* _Given problem_: Transcribe all of the material below word for word and leave out its pictures.

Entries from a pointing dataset
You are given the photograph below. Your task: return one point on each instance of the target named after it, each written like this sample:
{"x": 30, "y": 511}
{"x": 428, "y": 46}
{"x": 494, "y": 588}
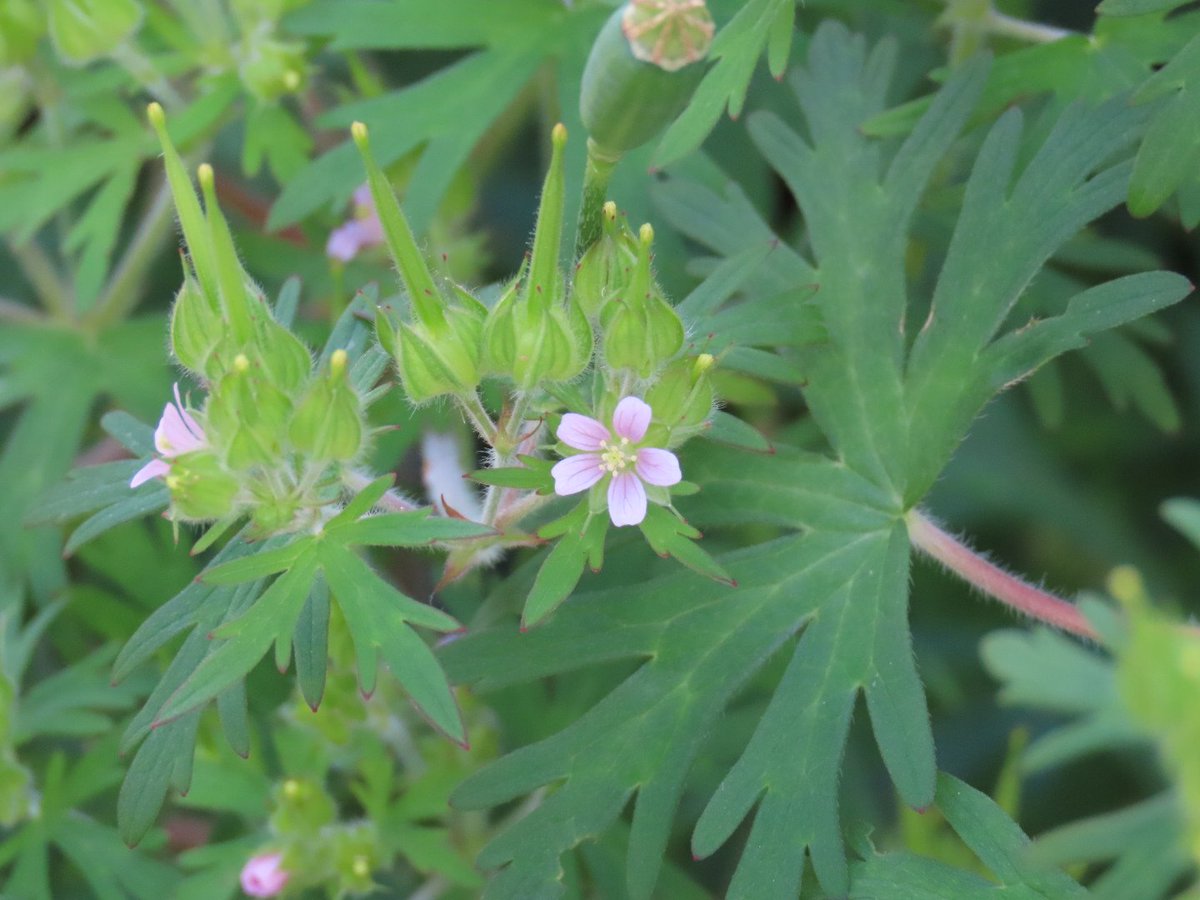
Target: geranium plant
{"x": 635, "y": 515}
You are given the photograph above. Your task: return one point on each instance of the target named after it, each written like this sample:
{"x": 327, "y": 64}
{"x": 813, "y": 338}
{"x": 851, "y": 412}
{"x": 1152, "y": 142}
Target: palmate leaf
{"x": 510, "y": 43}
{"x": 988, "y": 831}
{"x": 892, "y": 408}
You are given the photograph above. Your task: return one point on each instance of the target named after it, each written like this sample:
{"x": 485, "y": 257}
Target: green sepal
{"x": 423, "y": 292}
{"x": 625, "y": 101}
{"x": 328, "y": 424}
{"x": 187, "y": 207}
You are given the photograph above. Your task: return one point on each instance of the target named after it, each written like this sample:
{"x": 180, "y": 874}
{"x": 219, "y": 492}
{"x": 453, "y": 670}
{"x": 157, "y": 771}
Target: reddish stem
{"x": 994, "y": 581}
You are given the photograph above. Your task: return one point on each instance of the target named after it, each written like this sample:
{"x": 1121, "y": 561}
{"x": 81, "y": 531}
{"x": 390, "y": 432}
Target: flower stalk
{"x": 994, "y": 581}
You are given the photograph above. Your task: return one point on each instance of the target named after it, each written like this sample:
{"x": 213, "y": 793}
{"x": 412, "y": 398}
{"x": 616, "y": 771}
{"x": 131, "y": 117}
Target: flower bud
{"x": 641, "y": 330}
{"x": 84, "y": 30}
{"x": 605, "y": 268}
{"x": 328, "y": 425}
{"x": 683, "y": 395}
{"x": 301, "y": 809}
{"x": 357, "y": 853}
{"x": 21, "y": 25}
{"x": 271, "y": 69}
{"x": 286, "y": 360}
{"x": 196, "y": 328}
{"x": 537, "y": 333}
{"x": 643, "y": 69}
{"x": 247, "y": 417}
{"x": 201, "y": 487}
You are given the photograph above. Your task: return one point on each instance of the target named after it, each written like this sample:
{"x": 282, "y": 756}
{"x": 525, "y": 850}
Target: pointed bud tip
{"x": 337, "y": 361}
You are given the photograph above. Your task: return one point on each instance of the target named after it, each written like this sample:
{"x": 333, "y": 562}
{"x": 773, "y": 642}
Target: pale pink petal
{"x": 627, "y": 499}
{"x": 174, "y": 435}
{"x": 658, "y": 467}
{"x": 576, "y": 473}
{"x": 263, "y": 876}
{"x": 582, "y": 432}
{"x": 155, "y": 468}
{"x": 631, "y": 419}
{"x": 346, "y": 241}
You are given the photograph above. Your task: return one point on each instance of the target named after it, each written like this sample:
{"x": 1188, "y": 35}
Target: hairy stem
{"x": 994, "y": 581}
{"x": 1021, "y": 30}
{"x": 595, "y": 193}
{"x": 393, "y": 501}
{"x": 36, "y": 265}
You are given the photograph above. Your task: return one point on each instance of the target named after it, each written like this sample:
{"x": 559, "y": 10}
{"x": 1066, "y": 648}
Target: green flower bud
{"x": 605, "y": 268}
{"x": 537, "y": 333}
{"x": 247, "y": 418}
{"x": 641, "y": 330}
{"x": 84, "y": 30}
{"x": 301, "y": 810}
{"x": 642, "y": 71}
{"x": 196, "y": 328}
{"x": 21, "y": 25}
{"x": 328, "y": 425}
{"x": 271, "y": 69}
{"x": 683, "y": 395}
{"x": 201, "y": 487}
{"x": 435, "y": 364}
{"x": 286, "y": 360}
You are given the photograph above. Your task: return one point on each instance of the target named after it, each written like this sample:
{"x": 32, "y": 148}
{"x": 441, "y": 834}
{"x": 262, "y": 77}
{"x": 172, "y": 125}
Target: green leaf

* _Exercise result_:
You are given the photograph below. Your task: return one point on each instance of the target named after it, each written like this sample:
{"x": 30, "y": 511}
{"x": 428, "y": 46}
{"x": 494, "y": 588}
Target: geranium plant
{"x": 635, "y": 515}
You are given the photograph above. Your task: return one point on each instance of the target named after it, each written like this sample:
{"x": 327, "y": 64}
{"x": 813, "y": 338}
{"x": 851, "y": 412}
{"x": 1152, "y": 142}
Target: palmate leaf
{"x": 510, "y": 43}
{"x": 988, "y": 831}
{"x": 892, "y": 408}
You are given the photograph above. Your task: return one point on each instance of the target named after it, each written like this sample:
{"x": 485, "y": 257}
Target: green sepal
{"x": 423, "y": 292}
{"x": 625, "y": 101}
{"x": 328, "y": 424}
{"x": 187, "y": 207}
You are given the photograph above. Your task: return one point on each instance of the target named after it, each written like this sample:
{"x": 180, "y": 874}
{"x": 219, "y": 492}
{"x": 453, "y": 670}
{"x": 157, "y": 771}
Target: reddish stem
{"x": 994, "y": 581}
You are given the photograph above. Your task: return one point on each instance of the target named after it, each written like this sample:
{"x": 1121, "y": 561}
{"x": 81, "y": 531}
{"x": 390, "y": 432}
Target: flower stalk
{"x": 994, "y": 581}
You are given the photograph above. Your task: return one point on each instance of the target named after it, each written like this sample:
{"x": 213, "y": 793}
{"x": 412, "y": 398}
{"x": 616, "y": 771}
{"x": 131, "y": 117}
Target: flower bud
{"x": 641, "y": 330}
{"x": 84, "y": 30}
{"x": 605, "y": 268}
{"x": 328, "y": 425}
{"x": 683, "y": 395}
{"x": 301, "y": 809}
{"x": 357, "y": 853}
{"x": 21, "y": 25}
{"x": 271, "y": 69}
{"x": 286, "y": 360}
{"x": 196, "y": 328}
{"x": 537, "y": 333}
{"x": 643, "y": 69}
{"x": 247, "y": 417}
{"x": 201, "y": 487}
You are given the photograph above. Your task: return one point on each instance of the target named after it, each written like this sample:
{"x": 282, "y": 756}
{"x": 525, "y": 850}
Target: pointed bud tip
{"x": 337, "y": 361}
You are given the photograph above. Your task: return one point on each instance of the target named after it, each written like this sample:
{"x": 333, "y": 562}
{"x": 773, "y": 642}
Target: pale pink petal
{"x": 627, "y": 499}
{"x": 174, "y": 435}
{"x": 658, "y": 467}
{"x": 576, "y": 473}
{"x": 263, "y": 876}
{"x": 582, "y": 432}
{"x": 155, "y": 468}
{"x": 631, "y": 419}
{"x": 346, "y": 241}
You are given the photograph above. Your task: return one point on each instance of the target named after it, each written like this sample:
{"x": 1188, "y": 35}
Target: hairy stem
{"x": 994, "y": 581}
{"x": 1021, "y": 30}
{"x": 595, "y": 193}
{"x": 393, "y": 501}
{"x": 36, "y": 265}
You are given the photograph above. Your task: return one point on each instance of the target named after it, each written like this sample:
{"x": 559, "y": 10}
{"x": 1066, "y": 648}
Target: green flower bud
{"x": 605, "y": 268}
{"x": 537, "y": 333}
{"x": 247, "y": 418}
{"x": 641, "y": 330}
{"x": 84, "y": 30}
{"x": 301, "y": 810}
{"x": 642, "y": 71}
{"x": 196, "y": 328}
{"x": 21, "y": 25}
{"x": 328, "y": 425}
{"x": 271, "y": 69}
{"x": 683, "y": 395}
{"x": 201, "y": 487}
{"x": 435, "y": 364}
{"x": 286, "y": 360}
You are given the photograph above. Your task: return one point on each instance of the target named after it, each written like this sample:
{"x": 32, "y": 148}
{"x": 441, "y": 834}
{"x": 262, "y": 77}
{"x": 172, "y": 125}
Target: green leaf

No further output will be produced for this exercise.